### Work to be completed
Rewrite the listing below as a numbered list with one entry per line, omitting the blank lines.
--- Begin ---
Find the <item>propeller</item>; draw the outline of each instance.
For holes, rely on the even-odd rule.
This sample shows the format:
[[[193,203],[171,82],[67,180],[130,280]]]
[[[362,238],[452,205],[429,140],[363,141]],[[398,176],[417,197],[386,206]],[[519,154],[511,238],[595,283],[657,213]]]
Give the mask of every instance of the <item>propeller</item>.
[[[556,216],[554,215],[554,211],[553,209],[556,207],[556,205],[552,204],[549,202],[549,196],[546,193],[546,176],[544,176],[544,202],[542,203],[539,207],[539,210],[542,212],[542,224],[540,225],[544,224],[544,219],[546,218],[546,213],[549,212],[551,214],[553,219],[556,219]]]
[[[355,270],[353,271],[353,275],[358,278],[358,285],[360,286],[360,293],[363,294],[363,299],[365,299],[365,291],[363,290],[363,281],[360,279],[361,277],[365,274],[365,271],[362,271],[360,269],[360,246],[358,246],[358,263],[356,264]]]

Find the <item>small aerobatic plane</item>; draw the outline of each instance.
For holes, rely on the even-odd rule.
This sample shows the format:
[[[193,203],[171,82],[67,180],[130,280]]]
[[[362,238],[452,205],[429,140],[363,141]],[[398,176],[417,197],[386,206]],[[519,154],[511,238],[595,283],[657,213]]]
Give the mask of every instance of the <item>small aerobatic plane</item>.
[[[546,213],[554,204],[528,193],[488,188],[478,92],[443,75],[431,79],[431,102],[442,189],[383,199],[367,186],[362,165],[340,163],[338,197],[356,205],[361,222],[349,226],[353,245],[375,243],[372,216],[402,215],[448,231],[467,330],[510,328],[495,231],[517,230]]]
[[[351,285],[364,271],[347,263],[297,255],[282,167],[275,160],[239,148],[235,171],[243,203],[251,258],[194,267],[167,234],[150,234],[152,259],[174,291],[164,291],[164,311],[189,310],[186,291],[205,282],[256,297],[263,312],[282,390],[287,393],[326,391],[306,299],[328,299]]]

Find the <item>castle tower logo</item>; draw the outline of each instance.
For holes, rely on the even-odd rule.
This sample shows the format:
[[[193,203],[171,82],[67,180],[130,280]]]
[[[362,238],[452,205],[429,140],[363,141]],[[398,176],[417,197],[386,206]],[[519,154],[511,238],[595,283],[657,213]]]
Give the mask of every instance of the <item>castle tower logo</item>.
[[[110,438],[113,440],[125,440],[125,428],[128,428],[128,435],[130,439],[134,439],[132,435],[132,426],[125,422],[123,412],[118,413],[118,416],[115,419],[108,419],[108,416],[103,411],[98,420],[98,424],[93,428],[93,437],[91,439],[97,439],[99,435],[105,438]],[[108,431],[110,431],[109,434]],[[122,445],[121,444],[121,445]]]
--- End ---
### Output for this task
1. Find the <item>propeller</item>; draw the outline of each instance.
2. For holes, rely on the even-odd rule.
3. This sample shows the format:
4. [[[193,203],[171,82],[67,180],[130,280]]]
5. [[[362,238],[452,205],[429,140],[363,141]],[[398,176],[417,197],[386,206]],[[519,154],[511,238],[595,283],[657,213]]]
6. Give the mask of every instance of the <item>propeller</item>.
7. [[[556,216],[554,215],[554,211],[553,209],[556,207],[556,205],[552,204],[549,202],[549,196],[546,193],[546,176],[544,176],[544,202],[542,203],[539,207],[539,210],[542,212],[542,224],[540,225],[544,224],[544,219],[546,218],[546,213],[549,212],[551,214],[553,219],[556,219]]]
8. [[[355,270],[353,271],[353,275],[358,278],[358,285],[360,286],[360,293],[363,294],[363,299],[365,299],[365,291],[363,290],[363,281],[360,279],[361,277],[365,274],[365,271],[362,271],[360,269],[360,246],[358,246],[358,263],[356,264]]]
9. Find the <item>small aerobatic plane</item>; draw the outline of each instance.
10. For holes, rely on the even-odd rule.
11. This sample shows the format:
12. [[[193,203],[171,82],[67,180],[130,280]]]
13. [[[362,238],[452,205],[429,140],[363,141]],[[398,176],[417,197],[386,206]],[[519,154],[511,238],[595,283],[657,213]]]
14. Give the mask of every instance of the <item>small aerobatic plane</item>.
15. [[[546,213],[554,204],[528,193],[488,188],[478,92],[443,75],[431,79],[431,102],[442,189],[383,199],[367,186],[362,165],[340,163],[338,197],[356,205],[361,222],[349,226],[353,245],[375,243],[372,216],[402,215],[448,231],[467,330],[510,328],[495,231],[517,230]]]
16. [[[351,285],[364,271],[347,263],[297,255],[282,167],[275,160],[239,148],[235,171],[243,203],[251,258],[194,267],[167,234],[150,234],[152,259],[174,291],[164,291],[164,311],[189,310],[186,291],[205,282],[256,297],[263,312],[282,390],[287,393],[326,391],[306,299],[328,299]]]
17. Find the <item>castle tower logo</item>; draw the outline of each instance.
18. For holes, rely on the even-odd rule.
19. This sample shows the format:
20. [[[193,203],[171,82],[67,180],[130,280]]]
21. [[[362,238],[452,205],[429,140],[363,141]],[[398,176],[417,197],[386,206]],[[519,154],[511,238],[595,283],[657,213]]]
22. Give the mask of every instance of the <item>castle tower logo</item>.
23. [[[110,438],[113,440],[125,440],[125,428],[128,428],[128,435],[130,439],[134,439],[132,435],[132,426],[125,422],[123,412],[118,413],[118,416],[115,419],[108,419],[108,416],[103,411],[98,420],[98,424],[93,428],[93,437],[91,439],[97,439],[99,435],[105,438]],[[108,431],[110,431],[109,434]],[[122,445],[121,444],[121,445]]]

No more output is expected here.